# [TRECHO]
········

Na guerra da Líbia existe dois grupos interessados no desenrolar do conflito: os EUA, Inglaterra, França e Itália são os principais países que já reconhecem os rebeldes como autoridades e querem a imediata renuncia ou a morte de Khadafi, estes países nunca de fato tiveram prioridades nos recursos e comercio da Líbia. Ao contrario do modelo de Khadafi os rebeldes afirmam abertamente que terá prioridade no petróleo os países que os apoiarem e os reconhecerem como governo legitimo da Líbia.
O outro grupo como; China, Brasil, Índia, Rússia, Venezuela e África do Sul, defendem Khadafi ou a manutenção de sua estrutura de poder. Estes países são os que têm a simpatia da Líbia, e até então, tem a prioridade no mercado líbio, o Brasil mantém construtoras com contratos bilionários no país e atua nas concessões de exploração de petróleo. A Odebrecht tem contratos para ampliação do aeroporto de Trípoli, e a Queiroz Galvão é responsável por obras de saneamento básico em todo país (caso Khadafi venha a cair, o Brasil quer apenas que seja honrado os contratos, de fato o que o governo brasileiro não quer é perder o mercado Líbio ou deixar-lo mas competitivo com entrada de mais concorrentes). O Brasil também exporta carne, café e até mesmo biscoito além de inúmeros produtos alimentício. Nenhum destes países, de simpatia da Líbia, manifestaram qualquer opinião sobre o conflito apenas condenam a OTAN pelos ataques e falam que vão reconhecer o que a ONU declarar.

········

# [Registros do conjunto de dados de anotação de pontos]

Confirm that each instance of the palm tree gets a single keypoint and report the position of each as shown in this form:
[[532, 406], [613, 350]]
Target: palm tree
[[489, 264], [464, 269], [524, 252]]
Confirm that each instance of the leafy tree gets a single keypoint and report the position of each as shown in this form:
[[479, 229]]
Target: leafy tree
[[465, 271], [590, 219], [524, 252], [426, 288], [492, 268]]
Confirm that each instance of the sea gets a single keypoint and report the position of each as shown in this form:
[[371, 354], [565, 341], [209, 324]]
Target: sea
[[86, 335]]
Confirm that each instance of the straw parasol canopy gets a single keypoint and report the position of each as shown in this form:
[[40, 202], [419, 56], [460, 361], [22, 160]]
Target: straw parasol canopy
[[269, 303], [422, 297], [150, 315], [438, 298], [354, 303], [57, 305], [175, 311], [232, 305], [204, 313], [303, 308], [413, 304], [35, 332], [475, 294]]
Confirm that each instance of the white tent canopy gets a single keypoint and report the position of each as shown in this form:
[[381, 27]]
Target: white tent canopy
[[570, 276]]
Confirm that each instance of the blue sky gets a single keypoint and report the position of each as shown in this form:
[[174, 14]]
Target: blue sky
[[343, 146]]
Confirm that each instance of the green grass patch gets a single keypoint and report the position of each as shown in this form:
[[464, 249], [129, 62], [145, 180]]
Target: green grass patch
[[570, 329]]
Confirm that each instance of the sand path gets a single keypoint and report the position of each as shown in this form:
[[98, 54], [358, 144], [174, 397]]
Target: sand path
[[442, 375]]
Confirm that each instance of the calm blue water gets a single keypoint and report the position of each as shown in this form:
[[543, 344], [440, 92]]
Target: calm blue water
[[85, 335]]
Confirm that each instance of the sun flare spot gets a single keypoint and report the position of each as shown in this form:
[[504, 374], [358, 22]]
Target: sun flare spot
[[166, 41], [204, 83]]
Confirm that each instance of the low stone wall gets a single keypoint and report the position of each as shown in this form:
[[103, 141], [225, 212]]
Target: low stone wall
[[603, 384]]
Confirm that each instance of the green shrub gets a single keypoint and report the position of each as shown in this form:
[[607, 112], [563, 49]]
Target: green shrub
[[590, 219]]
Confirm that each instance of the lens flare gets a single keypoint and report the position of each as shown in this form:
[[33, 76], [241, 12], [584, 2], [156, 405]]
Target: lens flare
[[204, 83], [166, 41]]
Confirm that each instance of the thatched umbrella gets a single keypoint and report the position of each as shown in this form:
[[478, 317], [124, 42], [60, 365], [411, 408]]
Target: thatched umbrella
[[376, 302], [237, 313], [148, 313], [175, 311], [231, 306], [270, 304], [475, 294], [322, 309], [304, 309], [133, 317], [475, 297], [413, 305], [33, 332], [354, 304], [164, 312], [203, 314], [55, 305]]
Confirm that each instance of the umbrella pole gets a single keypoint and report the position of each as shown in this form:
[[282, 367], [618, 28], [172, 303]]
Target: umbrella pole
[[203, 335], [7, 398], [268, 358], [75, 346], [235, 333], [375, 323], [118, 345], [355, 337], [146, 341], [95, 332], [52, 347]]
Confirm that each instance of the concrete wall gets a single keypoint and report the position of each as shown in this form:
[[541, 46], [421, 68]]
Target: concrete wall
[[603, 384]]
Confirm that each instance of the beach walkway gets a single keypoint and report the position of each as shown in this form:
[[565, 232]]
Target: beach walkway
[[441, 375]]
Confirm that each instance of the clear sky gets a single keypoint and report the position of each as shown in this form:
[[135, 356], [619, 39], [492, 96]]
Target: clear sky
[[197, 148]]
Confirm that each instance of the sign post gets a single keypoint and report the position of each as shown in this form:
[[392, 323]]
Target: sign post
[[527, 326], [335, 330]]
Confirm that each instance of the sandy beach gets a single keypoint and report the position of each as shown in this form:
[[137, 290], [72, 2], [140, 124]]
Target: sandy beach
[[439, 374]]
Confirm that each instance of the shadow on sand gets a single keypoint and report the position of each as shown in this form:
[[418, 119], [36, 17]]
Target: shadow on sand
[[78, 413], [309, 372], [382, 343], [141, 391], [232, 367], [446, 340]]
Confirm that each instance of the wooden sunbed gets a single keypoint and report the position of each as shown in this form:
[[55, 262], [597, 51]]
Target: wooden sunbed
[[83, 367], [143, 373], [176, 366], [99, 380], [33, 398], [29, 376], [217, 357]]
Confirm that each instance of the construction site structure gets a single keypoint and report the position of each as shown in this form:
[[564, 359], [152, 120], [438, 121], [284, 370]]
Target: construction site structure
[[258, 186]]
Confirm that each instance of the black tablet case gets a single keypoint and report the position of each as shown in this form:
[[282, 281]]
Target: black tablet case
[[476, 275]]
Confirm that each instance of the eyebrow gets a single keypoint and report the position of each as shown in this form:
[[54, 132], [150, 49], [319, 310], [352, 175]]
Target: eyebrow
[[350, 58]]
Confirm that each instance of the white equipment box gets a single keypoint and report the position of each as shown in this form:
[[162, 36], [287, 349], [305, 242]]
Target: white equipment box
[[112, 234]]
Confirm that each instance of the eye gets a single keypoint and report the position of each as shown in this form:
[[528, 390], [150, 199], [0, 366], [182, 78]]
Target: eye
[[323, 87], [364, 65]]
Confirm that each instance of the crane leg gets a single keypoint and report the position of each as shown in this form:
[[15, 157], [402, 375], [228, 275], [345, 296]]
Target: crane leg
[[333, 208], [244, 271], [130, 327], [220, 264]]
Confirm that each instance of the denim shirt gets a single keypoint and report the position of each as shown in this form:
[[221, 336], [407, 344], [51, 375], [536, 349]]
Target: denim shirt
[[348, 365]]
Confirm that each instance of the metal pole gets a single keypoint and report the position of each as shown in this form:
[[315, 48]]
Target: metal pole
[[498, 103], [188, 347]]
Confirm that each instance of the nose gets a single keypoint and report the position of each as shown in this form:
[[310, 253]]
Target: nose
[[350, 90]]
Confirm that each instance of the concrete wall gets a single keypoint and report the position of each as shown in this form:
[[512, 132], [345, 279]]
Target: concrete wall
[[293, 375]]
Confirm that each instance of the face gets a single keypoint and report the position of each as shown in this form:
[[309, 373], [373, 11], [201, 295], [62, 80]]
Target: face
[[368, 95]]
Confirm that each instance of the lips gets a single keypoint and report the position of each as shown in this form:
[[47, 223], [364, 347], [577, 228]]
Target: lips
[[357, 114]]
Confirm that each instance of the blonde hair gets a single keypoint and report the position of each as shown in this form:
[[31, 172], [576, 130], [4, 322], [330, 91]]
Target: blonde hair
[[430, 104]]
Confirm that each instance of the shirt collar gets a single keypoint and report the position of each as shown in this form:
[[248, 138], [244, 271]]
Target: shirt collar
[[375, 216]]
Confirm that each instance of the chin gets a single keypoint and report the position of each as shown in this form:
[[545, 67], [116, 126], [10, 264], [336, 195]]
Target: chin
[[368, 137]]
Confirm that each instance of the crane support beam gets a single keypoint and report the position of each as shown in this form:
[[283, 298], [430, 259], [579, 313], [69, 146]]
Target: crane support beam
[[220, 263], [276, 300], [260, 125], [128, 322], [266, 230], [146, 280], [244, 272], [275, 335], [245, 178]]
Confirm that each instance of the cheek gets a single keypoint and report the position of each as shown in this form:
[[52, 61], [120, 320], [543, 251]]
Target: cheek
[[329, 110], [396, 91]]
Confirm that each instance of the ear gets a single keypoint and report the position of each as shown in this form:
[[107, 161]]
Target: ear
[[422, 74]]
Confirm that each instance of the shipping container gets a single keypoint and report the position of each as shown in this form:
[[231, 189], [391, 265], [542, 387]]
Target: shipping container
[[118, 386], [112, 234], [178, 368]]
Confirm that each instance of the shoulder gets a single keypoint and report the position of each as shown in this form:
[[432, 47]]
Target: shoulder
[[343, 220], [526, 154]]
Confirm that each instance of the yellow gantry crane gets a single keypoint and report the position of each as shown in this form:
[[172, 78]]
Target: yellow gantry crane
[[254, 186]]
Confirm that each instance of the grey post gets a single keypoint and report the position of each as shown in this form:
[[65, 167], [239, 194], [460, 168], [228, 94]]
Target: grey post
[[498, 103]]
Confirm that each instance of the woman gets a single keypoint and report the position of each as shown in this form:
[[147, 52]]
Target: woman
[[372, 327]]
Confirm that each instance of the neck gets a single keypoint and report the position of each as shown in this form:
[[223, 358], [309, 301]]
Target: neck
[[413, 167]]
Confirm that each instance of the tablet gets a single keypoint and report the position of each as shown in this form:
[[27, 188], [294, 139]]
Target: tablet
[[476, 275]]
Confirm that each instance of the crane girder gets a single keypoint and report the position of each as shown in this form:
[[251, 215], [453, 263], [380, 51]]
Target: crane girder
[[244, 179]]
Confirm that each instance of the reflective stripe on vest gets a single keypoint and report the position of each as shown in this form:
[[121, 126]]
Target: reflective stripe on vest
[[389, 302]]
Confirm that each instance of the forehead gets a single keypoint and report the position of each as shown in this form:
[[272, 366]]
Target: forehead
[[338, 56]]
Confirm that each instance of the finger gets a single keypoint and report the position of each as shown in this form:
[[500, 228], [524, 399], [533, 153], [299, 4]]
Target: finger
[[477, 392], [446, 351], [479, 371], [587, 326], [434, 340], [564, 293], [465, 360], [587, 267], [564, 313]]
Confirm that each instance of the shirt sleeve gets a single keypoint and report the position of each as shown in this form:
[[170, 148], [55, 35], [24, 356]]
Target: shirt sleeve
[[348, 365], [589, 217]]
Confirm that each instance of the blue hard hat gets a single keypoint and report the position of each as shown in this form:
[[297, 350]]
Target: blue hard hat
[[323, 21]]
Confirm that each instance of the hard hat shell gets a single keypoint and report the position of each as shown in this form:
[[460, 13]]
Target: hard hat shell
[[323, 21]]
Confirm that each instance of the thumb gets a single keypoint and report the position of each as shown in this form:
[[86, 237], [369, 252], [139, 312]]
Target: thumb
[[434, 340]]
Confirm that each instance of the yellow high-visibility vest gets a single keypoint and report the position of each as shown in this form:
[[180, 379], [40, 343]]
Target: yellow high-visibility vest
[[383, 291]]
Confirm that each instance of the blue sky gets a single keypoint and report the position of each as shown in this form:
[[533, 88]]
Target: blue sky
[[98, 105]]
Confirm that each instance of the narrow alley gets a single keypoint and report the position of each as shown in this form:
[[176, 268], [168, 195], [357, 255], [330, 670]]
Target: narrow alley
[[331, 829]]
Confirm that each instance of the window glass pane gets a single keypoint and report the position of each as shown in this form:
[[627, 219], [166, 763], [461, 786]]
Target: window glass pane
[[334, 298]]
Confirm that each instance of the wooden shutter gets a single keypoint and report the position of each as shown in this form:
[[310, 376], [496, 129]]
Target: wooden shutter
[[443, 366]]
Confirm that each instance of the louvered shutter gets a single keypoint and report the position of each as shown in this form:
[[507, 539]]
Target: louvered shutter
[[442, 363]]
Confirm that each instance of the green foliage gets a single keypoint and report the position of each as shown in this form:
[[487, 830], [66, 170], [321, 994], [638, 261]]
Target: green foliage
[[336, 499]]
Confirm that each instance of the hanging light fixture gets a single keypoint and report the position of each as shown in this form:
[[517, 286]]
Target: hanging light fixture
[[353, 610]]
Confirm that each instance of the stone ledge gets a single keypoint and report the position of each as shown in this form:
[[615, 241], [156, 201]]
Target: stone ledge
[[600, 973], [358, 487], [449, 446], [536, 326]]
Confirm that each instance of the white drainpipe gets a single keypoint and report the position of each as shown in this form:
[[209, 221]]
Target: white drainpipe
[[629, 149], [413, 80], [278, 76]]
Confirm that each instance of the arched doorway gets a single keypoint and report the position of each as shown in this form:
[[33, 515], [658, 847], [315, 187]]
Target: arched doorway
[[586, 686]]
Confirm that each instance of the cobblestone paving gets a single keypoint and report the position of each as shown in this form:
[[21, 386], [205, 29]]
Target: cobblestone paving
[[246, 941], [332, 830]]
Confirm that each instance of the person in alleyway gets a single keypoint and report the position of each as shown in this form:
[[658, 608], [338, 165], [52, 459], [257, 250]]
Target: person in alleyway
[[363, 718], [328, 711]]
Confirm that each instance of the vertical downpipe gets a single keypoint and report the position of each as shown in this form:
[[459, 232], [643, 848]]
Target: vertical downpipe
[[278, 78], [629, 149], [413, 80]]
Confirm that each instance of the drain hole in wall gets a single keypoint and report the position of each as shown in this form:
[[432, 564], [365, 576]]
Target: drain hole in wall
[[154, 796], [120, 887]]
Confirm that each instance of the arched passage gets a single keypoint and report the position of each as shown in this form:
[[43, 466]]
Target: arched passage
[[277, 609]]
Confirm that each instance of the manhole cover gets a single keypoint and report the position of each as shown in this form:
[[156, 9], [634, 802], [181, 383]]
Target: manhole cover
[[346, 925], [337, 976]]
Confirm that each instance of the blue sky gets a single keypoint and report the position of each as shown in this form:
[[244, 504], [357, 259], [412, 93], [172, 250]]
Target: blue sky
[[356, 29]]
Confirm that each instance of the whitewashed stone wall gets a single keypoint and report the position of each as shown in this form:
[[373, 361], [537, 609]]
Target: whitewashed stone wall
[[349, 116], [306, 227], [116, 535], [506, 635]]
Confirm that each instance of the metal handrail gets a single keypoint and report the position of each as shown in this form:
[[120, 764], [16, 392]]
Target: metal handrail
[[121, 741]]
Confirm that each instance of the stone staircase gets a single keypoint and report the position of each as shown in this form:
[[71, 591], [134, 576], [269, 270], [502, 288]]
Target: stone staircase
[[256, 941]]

········

# [LISTA DE TAREFAS]
(A) Responda com base no trecho sobre a guerra da Líbia:
(i) Quais países o trecho cita como os principais que já reconhecem os rebeldes como autoridades?
(ii) Qual obra a Odebrecht tem contrato para realizar na Líbia?
(iii) Quais produtos o Brasil exporta para a Líbia, segundo o trecho?
(B) De acordo com o trecho sobre a guerra da Líbia, por que o governo brasileiro quer que os contratos sejam honrados caso Khadafi caia?
Os dados não têm relação com o trecho.

# [RESPOSTAS]
(A)
(i) EUA, Inglaterra, França e Itália.
(ii) A ampliação do aeroporto de Trípoli.
(iii) Carne, café, biscoito e inúmeros outros produtos alimentícios.

(B) O governo brasileiro não quer perder o mercado líbio. Também não quer que esse mercado fique mais competitivo com a entrada de mais concorrentes.